The task calls for every entry to be printed word for word, without the images.
*** Opening of Recorded information ***
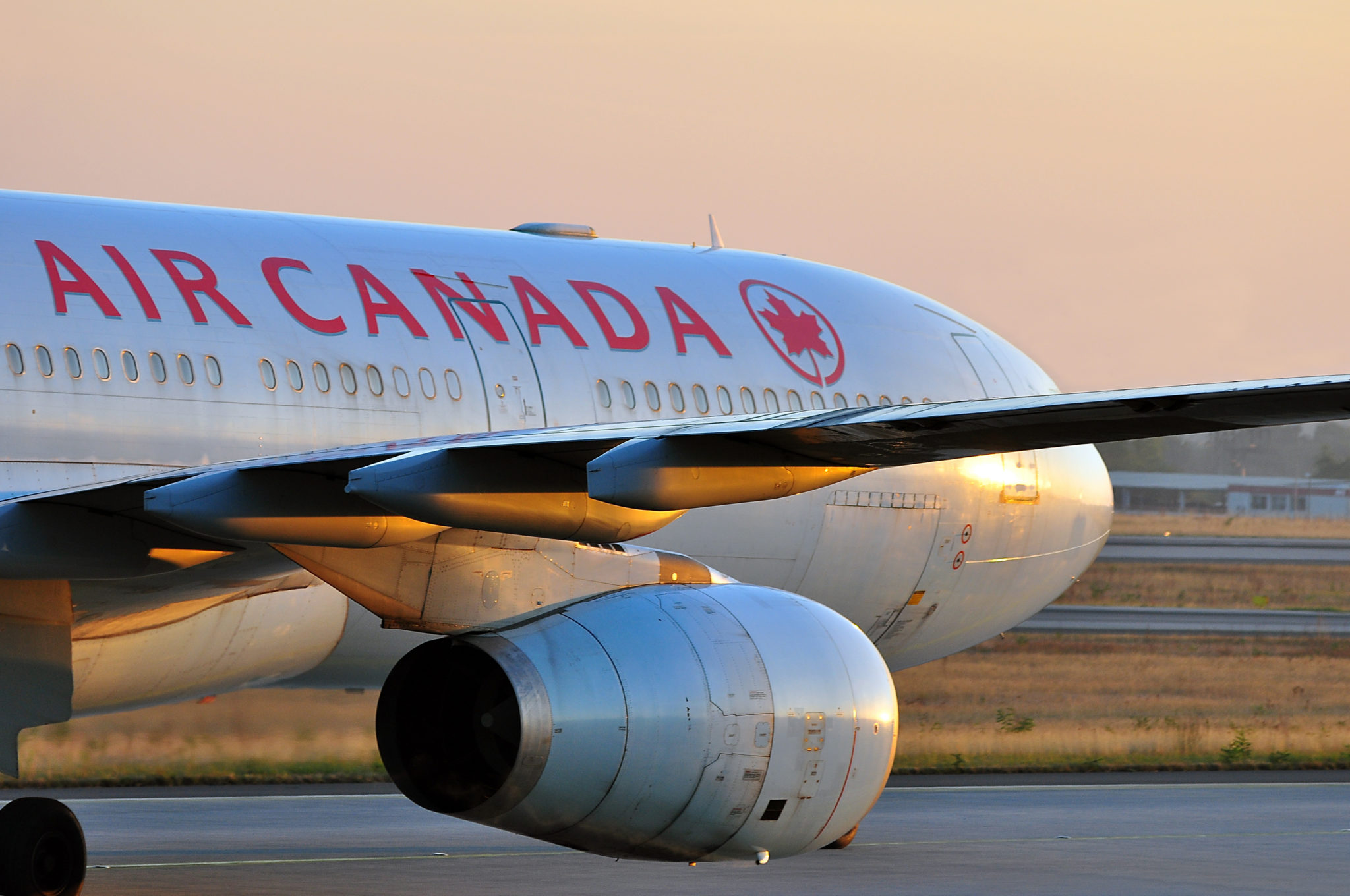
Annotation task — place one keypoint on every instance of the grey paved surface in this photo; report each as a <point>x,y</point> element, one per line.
<point>1214,549</point>
<point>1061,619</point>
<point>1087,838</point>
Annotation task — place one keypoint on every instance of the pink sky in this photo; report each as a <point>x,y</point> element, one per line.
<point>1136,193</point>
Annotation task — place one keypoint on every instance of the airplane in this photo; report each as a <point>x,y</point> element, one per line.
<point>631,535</point>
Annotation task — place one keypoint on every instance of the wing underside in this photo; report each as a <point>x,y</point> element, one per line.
<point>597,484</point>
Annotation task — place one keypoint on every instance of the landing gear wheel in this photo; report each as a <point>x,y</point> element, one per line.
<point>42,851</point>
<point>844,841</point>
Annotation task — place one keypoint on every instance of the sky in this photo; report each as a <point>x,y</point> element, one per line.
<point>1133,192</point>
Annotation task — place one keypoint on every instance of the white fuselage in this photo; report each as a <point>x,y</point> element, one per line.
<point>425,331</point>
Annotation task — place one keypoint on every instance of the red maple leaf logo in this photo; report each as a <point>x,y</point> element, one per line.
<point>801,331</point>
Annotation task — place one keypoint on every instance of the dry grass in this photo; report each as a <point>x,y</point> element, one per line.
<point>1214,524</point>
<point>1086,702</point>
<point>249,733</point>
<point>1127,701</point>
<point>1219,586</point>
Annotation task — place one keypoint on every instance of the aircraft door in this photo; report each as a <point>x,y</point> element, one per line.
<point>875,544</point>
<point>512,392</point>
<point>986,366</point>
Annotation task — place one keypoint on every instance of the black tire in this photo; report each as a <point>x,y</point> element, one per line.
<point>844,841</point>
<point>42,849</point>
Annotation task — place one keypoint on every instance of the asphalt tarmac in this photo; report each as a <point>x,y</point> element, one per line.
<point>1289,835</point>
*** Close of Recorded information ***
## Answer to this exercise
Annotation task — place one keypoint on every instance of the grey paved surface in this photo; report each as a <point>x,y</point> element, one per line.
<point>1214,549</point>
<point>1061,619</point>
<point>1087,838</point>
Annotation task — place one keypoint on every instance of the pink sky in this photo; report each as a <point>x,y</point> element, one per line.
<point>1136,193</point>
Annotation task — place one keypoint on every instance of the airplane in this photo; report each as a <point>x,y</point> element, one per line.
<point>631,535</point>
Annotation task — place one keypoint on every instance of the wing underside in this photo; report each as a <point>x,y</point> element, one per line.
<point>597,484</point>
Annotation task — place one keypoint on every instance of the landing gear wheel in this photo; report each as a <point>x,y</point> element, one per line.
<point>42,851</point>
<point>844,841</point>
Annotation task — place one keypoint on every instance of the sky in this photo; report each as a <point>x,y</point> element, one per line.
<point>1133,192</point>
Annotation task — place one keypoint on every instance of the white fuselage in this photo; report each as a <point>x,y</point> element, one per line.
<point>425,331</point>
Annotation task — place one keypoint on every instance of the red maple leaf logo in this photo; report each as a <point>x,y</point> element, one per line.
<point>801,331</point>
Annotation task — place one keypoint on every instance of the dry grass in this photo; report each as a <point>x,y</point> element, one per line.
<point>1214,524</point>
<point>1086,702</point>
<point>249,733</point>
<point>1127,701</point>
<point>1219,586</point>
Annotation task — place one keypoint on every instance of the aircraft door in this photo; report each as a <point>x,y</point> element, one per line.
<point>875,544</point>
<point>512,392</point>
<point>986,366</point>
Annotation task — place one keypoint on every instance of the black tire in this photo; report each as a <point>x,y</point> element, one per line.
<point>844,841</point>
<point>42,849</point>
Annotation task — place one keypoint on every instance of the asphalt tarmac in this photo; report each as a <point>x,y</point> element, one per line.
<point>1289,835</point>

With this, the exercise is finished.